### DOCUMENT SEGMENT:
##########

Use ANN for Large Datasets

For m > 100,000, switch to approximate nearest neighbor libraries:

import faiss
import numpy as np

# Build index
d = X_train.shape[1]                     # Dimensionality
index = faiss.IndexFlatL2(d)             # L2 distance, exact
index.add(X_train.astype('float32'))

# Query
k = 5
distances, indices = index.search(X_test.astype('float32'), k)
# Then majority-vote indices for predictions

FAISS can handle billion-point datasets with millisecond query times.

Radius-Based Neighbors (Alternative to k)

Instead of fixing k, fix a radius r and use all points within that radius:

from sklearn.neighbors import RadiusNeighborsClassifier

rnc = RadiusNeighborsClassifier(radius=1.0, weights='distance')
rnc.fit(X_train, y_train)

Advantage: Automatically adapts the number of neighbors to local density — dense regions use many neighbors (smooth), sparse regions use few (local).

Disadvantage: In sparse regions, zero neighbors may fall within r — needs an outlier class or fallback strategy.

Diagnose With a Distance Distribution Plot

from sklearn.neighbors import NearestNeighbors
import matplotlib.pyplot as plt

nn = NearestNeighbors(n_neighbors=5)
nn.fit(X_train)
distances, _ = nn.kneighbors(X_test)

plt.hist(distances[:, -1], bins=50)  # Distance to 5th nearest neighbor
plt.xlabel('Distance to 5th neighbor')
plt.title('Neighbor distance distribution')

If this distribution is very broad (distances range from 0.1 to 100), your features are on different scales or many are irrelevant — scale and reduce before kNN.

##########

### Records taken from a dataset:
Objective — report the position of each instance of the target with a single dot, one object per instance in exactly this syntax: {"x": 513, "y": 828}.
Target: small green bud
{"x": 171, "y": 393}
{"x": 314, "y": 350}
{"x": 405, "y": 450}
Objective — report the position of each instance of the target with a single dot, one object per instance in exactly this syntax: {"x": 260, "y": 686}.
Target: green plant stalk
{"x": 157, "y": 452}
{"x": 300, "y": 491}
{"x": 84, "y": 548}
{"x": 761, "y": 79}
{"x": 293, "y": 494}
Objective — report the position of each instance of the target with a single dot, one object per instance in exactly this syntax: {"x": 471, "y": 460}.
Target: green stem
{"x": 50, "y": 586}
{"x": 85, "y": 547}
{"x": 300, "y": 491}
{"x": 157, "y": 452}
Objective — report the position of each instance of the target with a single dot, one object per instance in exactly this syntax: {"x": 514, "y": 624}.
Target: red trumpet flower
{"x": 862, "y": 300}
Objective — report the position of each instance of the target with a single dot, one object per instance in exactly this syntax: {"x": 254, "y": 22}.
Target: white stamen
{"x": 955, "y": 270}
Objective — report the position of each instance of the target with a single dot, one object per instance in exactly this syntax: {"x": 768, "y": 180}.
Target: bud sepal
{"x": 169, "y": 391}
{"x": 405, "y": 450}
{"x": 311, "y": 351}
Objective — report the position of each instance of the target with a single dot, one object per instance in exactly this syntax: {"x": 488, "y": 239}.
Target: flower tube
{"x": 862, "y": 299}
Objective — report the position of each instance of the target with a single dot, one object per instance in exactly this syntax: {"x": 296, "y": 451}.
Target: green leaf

##########

Resume the nearest-neighbor write-up from the top of the page, continuing after its last sentence in the same style.

### TASK RESPONSE:
15. When to Use It

Use kNN when:

Dataset is small to medium (m < ~100,000 without ANN structures)
Low to moderate dimensionality (p < ~20, or after dimensionality reduction)
No time to train — you need predictions immediately from new data
Data arrives as a stream — online learning is trivial
Decision boundary is highly irregular and no parametric form fits
Multi-class Classification with many classes (voting scales naturally)
Recommendation systems — user-item similarity is the natural metric
Anomaly detection — outliers have few, distant neighbors
You want a fast, non-parametric baseline with zero assumptions
Domain has a natural distance (geospatial, genomic, image features)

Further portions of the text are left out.